- Aim of the exercise -
Write down each entry precisely as given.

- Available data -
::::::::::
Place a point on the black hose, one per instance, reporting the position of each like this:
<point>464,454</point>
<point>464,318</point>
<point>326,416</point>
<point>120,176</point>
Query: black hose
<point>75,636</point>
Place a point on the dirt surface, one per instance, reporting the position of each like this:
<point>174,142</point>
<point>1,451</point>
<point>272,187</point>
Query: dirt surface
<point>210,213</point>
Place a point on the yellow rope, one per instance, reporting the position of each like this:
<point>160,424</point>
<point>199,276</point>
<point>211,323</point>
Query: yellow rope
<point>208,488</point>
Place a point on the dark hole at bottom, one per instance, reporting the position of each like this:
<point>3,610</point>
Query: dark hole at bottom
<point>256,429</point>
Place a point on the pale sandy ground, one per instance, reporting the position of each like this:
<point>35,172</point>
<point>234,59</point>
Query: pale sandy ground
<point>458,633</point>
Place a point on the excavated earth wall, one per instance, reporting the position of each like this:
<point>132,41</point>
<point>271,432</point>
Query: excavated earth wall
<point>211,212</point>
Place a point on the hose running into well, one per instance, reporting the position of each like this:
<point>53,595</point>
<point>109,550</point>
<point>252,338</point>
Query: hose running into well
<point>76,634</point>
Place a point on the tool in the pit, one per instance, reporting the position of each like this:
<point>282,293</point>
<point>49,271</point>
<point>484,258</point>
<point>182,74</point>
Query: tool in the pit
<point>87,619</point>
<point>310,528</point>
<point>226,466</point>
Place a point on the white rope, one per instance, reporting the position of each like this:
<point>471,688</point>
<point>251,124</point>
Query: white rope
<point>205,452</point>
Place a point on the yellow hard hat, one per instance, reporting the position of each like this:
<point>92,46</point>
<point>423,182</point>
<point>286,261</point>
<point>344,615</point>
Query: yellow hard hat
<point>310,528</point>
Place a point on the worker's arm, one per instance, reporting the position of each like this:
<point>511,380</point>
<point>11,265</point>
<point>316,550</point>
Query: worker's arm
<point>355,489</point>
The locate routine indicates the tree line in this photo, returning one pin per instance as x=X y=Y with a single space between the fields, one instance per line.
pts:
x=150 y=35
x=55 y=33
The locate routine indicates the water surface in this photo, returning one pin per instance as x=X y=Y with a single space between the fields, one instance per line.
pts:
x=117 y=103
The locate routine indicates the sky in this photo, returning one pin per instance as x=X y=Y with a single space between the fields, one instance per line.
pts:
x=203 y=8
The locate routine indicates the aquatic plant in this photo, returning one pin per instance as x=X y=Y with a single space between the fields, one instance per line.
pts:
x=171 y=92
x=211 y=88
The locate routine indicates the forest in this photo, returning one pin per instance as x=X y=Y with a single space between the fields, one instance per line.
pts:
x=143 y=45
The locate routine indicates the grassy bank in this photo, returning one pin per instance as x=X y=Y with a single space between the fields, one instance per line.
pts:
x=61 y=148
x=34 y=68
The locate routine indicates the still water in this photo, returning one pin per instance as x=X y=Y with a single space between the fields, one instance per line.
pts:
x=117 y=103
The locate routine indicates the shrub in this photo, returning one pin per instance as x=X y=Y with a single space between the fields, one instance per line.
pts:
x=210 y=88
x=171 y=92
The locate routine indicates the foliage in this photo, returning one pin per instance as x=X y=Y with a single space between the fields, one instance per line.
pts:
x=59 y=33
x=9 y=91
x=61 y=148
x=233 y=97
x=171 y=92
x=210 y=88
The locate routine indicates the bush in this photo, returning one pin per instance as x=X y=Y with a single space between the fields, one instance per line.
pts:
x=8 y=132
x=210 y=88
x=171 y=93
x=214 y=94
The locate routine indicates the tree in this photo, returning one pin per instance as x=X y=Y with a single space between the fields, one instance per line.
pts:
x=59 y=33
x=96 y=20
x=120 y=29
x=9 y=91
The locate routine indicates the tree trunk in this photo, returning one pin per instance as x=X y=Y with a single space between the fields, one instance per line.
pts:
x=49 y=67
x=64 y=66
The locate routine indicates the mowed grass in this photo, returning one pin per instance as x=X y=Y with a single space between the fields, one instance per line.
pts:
::::::::::
- Answer for this exercise -
Place a point on the black hose, one per instance, reporting the position of each like this:
<point>464,454</point>
<point>464,318</point>
<point>326,416</point>
<point>120,176</point>
Query: black hose
<point>75,636</point>
Place a point on the dirt surface, one per instance, reporting the position of each like this:
<point>174,142</point>
<point>1,451</point>
<point>272,187</point>
Query: dirt surface
<point>210,213</point>
Place a point on the yellow rope, one per instance, reporting the position of each like this:
<point>160,424</point>
<point>199,276</point>
<point>211,323</point>
Query: yellow rope
<point>208,488</point>
Place a point on the dark hole at bottom, one per instance, reporting the position of each like this:
<point>3,610</point>
Query: dark hole at bottom
<point>256,429</point>
Place a point on the pale sandy ground, one per instance, reporting the position of each like this:
<point>35,172</point>
<point>234,59</point>
Query: pale sandy ground
<point>458,633</point>
Place a point on the excavated earth wall, one per instance, reporting the position of each like this:
<point>132,41</point>
<point>271,432</point>
Query: excavated earth wall
<point>211,212</point>
Place a point on the hose running into well, one per instance, reporting the position of each like this:
<point>53,595</point>
<point>109,550</point>
<point>252,338</point>
Query: hose running into well
<point>76,634</point>
Place a point on the tool in the pit, one per instance, reporting the position of each like this:
<point>282,293</point>
<point>49,271</point>
<point>484,258</point>
<point>182,74</point>
Query: tool in the pit
<point>87,619</point>
<point>310,528</point>
<point>226,466</point>
Place a point on the white rope, one per instance, reporting the position of each like this:
<point>471,688</point>
<point>251,124</point>
Query: white rope
<point>205,452</point>
Place a point on the yellow hard hat, one per instance, reporting the position of each like this:
<point>92,46</point>
<point>423,182</point>
<point>286,261</point>
<point>344,615</point>
Query: yellow hard hat
<point>310,528</point>
Place a point on the worker's arm, one per instance, reporting the position of each like this:
<point>511,380</point>
<point>11,265</point>
<point>316,550</point>
Query: worker's arm
<point>355,489</point>
The locate routine indicates the tree line in this photo, returning one pin per instance as x=X y=Y with a single space between the fields, one instance per line.
pts:
x=150 y=35
x=55 y=33
The locate routine indicates the water surface in this photo, returning one pin per instance as x=X y=Y with a single space between the fields, one instance per line.
pts:
x=117 y=103
The locate routine indicates the sky in this photo, returning one pin per instance as x=X y=Y with a single space between the fields, one instance per line.
pts:
x=203 y=8
The locate routine indicates the aquatic plant in this photo, returning one pin per instance as x=X y=Y with a single space between the fields, one instance per line.
pts:
x=171 y=92
x=211 y=88
The locate routine indicates the forest in this photo, returning one pin per instance as x=X y=Y with a single space between the fields, one instance per line.
pts:
x=143 y=45
The locate routine indicates the grassy bank in this photo, returning one pin per instance as x=X y=Y with a single space between the fields, one instance per line.
pts:
x=61 y=148
x=34 y=68
The locate routine indicates the still water in this photo, returning one pin per instance as x=X y=Y with a single space between the fields, one instance per line.
pts:
x=117 y=103
The locate routine indicates the shrub in this photo, returning one pin per instance as x=X y=Y with a single space between the fields, one instance per line.
pts:
x=210 y=88
x=171 y=92
The locate routine indicates the foliage in this photo, returning one pin per instance as x=X y=Y with a single space between the fields, one instance per line.
pts:
x=59 y=33
x=9 y=91
x=61 y=148
x=233 y=97
x=171 y=92
x=210 y=88
The locate routine indicates the bush in this photo, returning one pin per instance as x=X y=Y with a single space between the fields, one instance per line.
pts:
x=8 y=132
x=210 y=88
x=171 y=93
x=214 y=94
The locate routine indicates the tree in this photo, returning one pin per instance as x=X y=Y with a single space between the fields, one instance per line.
pts:
x=59 y=33
x=96 y=20
x=120 y=29
x=9 y=91
The locate routine indicates the tree trunk in this photo, returning one pin per instance as x=X y=Y with a single space between the fields, one instance per line.
pts:
x=49 y=67
x=64 y=66
The locate routine indicates the mowed grass in this photo, returning one pin per instance as x=X y=Y with a single space between the fields, one instance per line.
pts:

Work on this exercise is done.